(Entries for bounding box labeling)
-- -- --

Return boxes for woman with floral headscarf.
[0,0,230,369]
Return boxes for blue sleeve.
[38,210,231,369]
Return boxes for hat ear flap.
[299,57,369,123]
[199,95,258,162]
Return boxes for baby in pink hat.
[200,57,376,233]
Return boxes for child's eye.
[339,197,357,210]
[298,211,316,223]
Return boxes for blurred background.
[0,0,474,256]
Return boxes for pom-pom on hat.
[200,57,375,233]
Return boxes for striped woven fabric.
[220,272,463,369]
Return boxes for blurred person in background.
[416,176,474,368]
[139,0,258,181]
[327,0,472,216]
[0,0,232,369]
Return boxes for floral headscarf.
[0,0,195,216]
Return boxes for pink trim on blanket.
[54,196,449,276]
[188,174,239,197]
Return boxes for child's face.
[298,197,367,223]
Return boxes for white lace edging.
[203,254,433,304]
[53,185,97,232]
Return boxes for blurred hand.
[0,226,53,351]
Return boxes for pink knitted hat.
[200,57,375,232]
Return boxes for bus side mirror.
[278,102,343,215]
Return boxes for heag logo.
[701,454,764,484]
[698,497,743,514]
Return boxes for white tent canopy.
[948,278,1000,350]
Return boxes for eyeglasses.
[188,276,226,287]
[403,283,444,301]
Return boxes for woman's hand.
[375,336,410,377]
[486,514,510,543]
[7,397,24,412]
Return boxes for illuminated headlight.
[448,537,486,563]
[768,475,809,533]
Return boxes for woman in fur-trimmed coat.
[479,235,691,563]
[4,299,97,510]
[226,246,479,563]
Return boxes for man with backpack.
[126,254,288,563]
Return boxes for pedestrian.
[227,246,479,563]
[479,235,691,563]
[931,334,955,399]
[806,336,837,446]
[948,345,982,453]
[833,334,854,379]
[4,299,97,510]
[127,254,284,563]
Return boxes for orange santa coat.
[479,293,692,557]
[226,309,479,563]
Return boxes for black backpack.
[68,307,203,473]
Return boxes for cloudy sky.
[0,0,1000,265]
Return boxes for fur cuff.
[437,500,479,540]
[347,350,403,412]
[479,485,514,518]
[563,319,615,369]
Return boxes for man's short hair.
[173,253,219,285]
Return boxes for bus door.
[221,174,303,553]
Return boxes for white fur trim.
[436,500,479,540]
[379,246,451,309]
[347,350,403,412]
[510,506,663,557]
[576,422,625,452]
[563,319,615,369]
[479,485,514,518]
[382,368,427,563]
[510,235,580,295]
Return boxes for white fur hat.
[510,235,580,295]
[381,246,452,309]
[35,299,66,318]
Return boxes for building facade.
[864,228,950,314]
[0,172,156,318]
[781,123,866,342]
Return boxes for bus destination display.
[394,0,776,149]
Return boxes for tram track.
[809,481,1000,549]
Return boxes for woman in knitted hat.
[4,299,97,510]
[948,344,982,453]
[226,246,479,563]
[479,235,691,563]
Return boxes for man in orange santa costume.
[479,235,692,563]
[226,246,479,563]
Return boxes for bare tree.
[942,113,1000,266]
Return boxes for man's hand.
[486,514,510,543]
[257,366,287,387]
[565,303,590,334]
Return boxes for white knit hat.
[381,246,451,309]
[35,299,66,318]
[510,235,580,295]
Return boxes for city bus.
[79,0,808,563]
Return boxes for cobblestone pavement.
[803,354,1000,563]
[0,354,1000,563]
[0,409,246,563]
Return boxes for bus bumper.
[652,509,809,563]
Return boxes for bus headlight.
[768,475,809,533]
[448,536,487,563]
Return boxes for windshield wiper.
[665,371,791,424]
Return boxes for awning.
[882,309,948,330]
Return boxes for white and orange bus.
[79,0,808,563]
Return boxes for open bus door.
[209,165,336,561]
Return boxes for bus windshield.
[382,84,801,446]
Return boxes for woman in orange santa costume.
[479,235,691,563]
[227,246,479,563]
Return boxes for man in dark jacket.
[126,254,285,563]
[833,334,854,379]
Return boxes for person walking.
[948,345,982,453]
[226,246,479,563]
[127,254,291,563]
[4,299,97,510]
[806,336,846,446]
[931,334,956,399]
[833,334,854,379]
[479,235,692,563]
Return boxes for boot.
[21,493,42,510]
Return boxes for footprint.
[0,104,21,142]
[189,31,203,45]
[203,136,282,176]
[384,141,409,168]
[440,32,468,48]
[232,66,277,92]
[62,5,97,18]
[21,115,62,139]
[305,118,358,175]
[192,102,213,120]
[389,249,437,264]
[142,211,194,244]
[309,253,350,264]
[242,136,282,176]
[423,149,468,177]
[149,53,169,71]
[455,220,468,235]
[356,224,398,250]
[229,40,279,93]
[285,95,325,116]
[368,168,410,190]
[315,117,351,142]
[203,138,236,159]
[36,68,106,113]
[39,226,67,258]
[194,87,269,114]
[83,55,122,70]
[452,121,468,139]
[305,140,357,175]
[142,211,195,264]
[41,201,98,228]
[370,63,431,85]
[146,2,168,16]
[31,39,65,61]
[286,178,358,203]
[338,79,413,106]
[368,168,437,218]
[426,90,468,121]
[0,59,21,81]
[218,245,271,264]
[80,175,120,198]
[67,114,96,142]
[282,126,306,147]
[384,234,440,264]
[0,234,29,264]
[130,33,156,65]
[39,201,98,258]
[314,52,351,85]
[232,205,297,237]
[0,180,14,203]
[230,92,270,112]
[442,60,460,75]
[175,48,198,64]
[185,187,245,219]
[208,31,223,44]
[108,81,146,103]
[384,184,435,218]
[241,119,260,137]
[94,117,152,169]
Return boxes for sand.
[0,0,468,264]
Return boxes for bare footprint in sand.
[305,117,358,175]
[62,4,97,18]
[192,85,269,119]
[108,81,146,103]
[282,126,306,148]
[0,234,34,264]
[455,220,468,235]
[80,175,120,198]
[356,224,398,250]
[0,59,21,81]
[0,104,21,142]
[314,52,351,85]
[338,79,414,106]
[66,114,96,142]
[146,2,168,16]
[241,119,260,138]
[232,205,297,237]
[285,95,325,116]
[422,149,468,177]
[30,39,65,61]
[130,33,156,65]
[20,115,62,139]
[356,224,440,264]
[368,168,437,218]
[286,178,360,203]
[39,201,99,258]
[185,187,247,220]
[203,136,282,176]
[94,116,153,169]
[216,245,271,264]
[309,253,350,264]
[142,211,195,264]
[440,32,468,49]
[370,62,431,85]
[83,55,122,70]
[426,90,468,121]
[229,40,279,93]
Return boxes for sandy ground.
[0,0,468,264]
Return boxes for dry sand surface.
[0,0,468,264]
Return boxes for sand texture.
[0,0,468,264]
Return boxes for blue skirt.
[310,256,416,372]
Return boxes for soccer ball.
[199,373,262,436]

-- -- --

* DIRECTIONS FOR THIS TASK
Convert the records, starting at the beginning and ending at the line containing "[0,0,474,256]", into a two-column CSV with the headers text and boxes. Each row pairs one line of text with all the boxes that follow it, each in its own quoted field, with line breaks turned into spaces.

* TASK OUTPUT
text,boxes
"Return boxes for woman with floral headscarf.","[0,0,230,369]"
"Return boxes for blue sleeve.","[38,210,231,369]"
"Return boxes for hat ear flap.","[299,57,369,123] [199,95,258,162]"
"Return boxes for baby in pink hat.","[200,57,376,233]"
"Return boxes for child's eye.","[339,197,357,210] [298,211,316,223]"
"Return boxes for blurred background.","[0,0,474,256]"